Text passage:
*-*-*
Kalashnikov, who served as a tank driver, had already invented several modifications for pistols and tank guns.

After the hospital stay, he was sent to recuperate in Matai, Kazakhstan, and he quickly produced his first rifle at a local train depot workshop. Fine-tuning the experimental model took five years, and in 1946 it passed the last of a series of firing tests with flying colors.

"I was told that when Stalin was shown the AK-47 for the first time, he took it in his hand and didn't put it down while walking around his Kremlin office for the rest of the day," Kalashnikov wrote in his memoirs.

The Soviet government ordered that the AK-47 go into mass production in February 1947. In 1949, the weapon was adopted by the Soviet Army and Sergeant Kalashnikov, then 30, was awarded the Stalin Prize.

Some 70 million to 100 million Kalashnikovs have been built worldwide since then, according to the Moscow-based Center for Analysis of Strategic and Technologies, or CAST. In comparison, about 7 million M-16 assault rifles have been made. The M-16 is the Kalashnikov's main Western rival.

More than a dozen modifications have been developed for the Kalashnikov, including one with a curved barrel allowing tank crews to shoot around corners. That particular modification never went into mass production.

The AK and its derivatives are used to this day by an assortment of armed forces, guerrilla groups, terrorists and common thugs in 55 countries. Lebanon-based Hezbollah Islamic radicals regard the gun as a symbol of their struggle against the "infidels."

The Kalashnikov, which has a vodka and even a song named in its honor, is produced in at least 19 countries, including Egypt, Bulgaria, Israel, the Netherlands, Finland, Sweden, South Africa and India, according to Izhmash. The plant got a patent for the weapon only in 1997 and hired a Swiss-based law firm to sue foreign manufacturers for royalties.

China, Turkey and Slovenia have agreed to pay royalties, but Izhmash is still having trouble collecting from countries such as Romania, which makes a modified version that it claims cannot be copyrighted by Izhmash, said Maxim Pyadushkin, a small-arms expert with CAST.

Izhmash said in 1999 that a Kalashnikov production license costs between $6 million and $10 million.

It remains unclear whether inventor Kalashnikov, 83, gets any part of the royalties paid to Izhmash.

Mozambique, which does not produce Kalashnikovs, put the gun on its national flag in 1975 when the FRELIMO Mozambique Liberation Front came to power after an 11-year independence war with Portugal.
*-*-*
Entries provided:
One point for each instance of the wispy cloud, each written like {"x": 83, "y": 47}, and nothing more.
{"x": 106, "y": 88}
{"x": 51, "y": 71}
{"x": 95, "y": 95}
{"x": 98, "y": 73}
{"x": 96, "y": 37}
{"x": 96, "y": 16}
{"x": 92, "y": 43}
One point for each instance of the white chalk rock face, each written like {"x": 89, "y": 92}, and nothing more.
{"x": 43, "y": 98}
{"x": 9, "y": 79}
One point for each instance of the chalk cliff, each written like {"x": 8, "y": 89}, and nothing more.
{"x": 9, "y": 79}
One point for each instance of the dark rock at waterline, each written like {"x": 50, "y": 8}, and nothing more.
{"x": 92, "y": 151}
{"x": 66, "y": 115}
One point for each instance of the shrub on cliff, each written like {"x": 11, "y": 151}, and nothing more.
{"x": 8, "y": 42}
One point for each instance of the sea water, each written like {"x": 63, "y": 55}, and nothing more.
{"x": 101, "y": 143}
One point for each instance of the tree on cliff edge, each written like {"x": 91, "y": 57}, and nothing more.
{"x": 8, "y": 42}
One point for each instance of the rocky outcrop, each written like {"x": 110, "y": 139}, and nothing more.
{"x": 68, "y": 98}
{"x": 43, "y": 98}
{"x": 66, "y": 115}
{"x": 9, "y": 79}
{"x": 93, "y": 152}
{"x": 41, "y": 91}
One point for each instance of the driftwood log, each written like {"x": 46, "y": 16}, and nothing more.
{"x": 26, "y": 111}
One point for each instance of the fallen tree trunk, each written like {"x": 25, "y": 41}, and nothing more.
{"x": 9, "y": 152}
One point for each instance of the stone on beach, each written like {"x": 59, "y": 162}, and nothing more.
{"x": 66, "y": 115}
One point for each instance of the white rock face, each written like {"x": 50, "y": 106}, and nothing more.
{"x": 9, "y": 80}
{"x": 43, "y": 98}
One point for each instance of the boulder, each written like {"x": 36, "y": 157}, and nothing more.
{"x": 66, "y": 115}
*-*-*
Activities:
[1] Answer these questions using the Kalashnikov article:
(a) In what month and year did the Soviet government order the AK-47 into mass production?
(b) About how many M-16 assault rifles have been made?
(c) In what year did Mozambique put the gun on its national flag?
[2] Write a continuation of the Kalashnikov article, starting after its final sentence.
The items are not needed for the tasks.

List of answers:
[1]
(a) February 1947
(b) About 7 million
(c) 1975

[2]
The gun on the flag symbolizes defense, officials at the Mozambique Embassy in Moscow said.

In 1999, the Mozambique government declared a public contest for a new national flag but all of the submissions were rejected, embassy officials said.

The weapon is depicted on the emblems of the rebel Chechen government and Burkina Faso in Africa.

In recent years, several rivals have emerged to compete against the Kalashnikov for domestic orders. Perhaps the strongest competitor is the Abakan, an assault rifle commissioned by the Defense Ministry in 1997. The Abakan is more precise than the Kalashnikov and easier to learn to use, but it can only be disassembled with the aid of a screwdriver, Pyadushkin said. In comparison, blindfolded high school students could break apart the Kalashnikov with their bare hands in less than 30 seconds in Soviet times, he said.

The Defense Ministry has unsuccessfully tried to get the elite airborne troops to switch from Kalashnikovs to Abakans. "There is a psychological factor here," Pyadushkin said.

The Federal Security Service's elite Alpha and Vympel units and Interior Ministry commandos have abandoned Kalashnikovs for newer makes including the Val, Klin, Kedr and Bison.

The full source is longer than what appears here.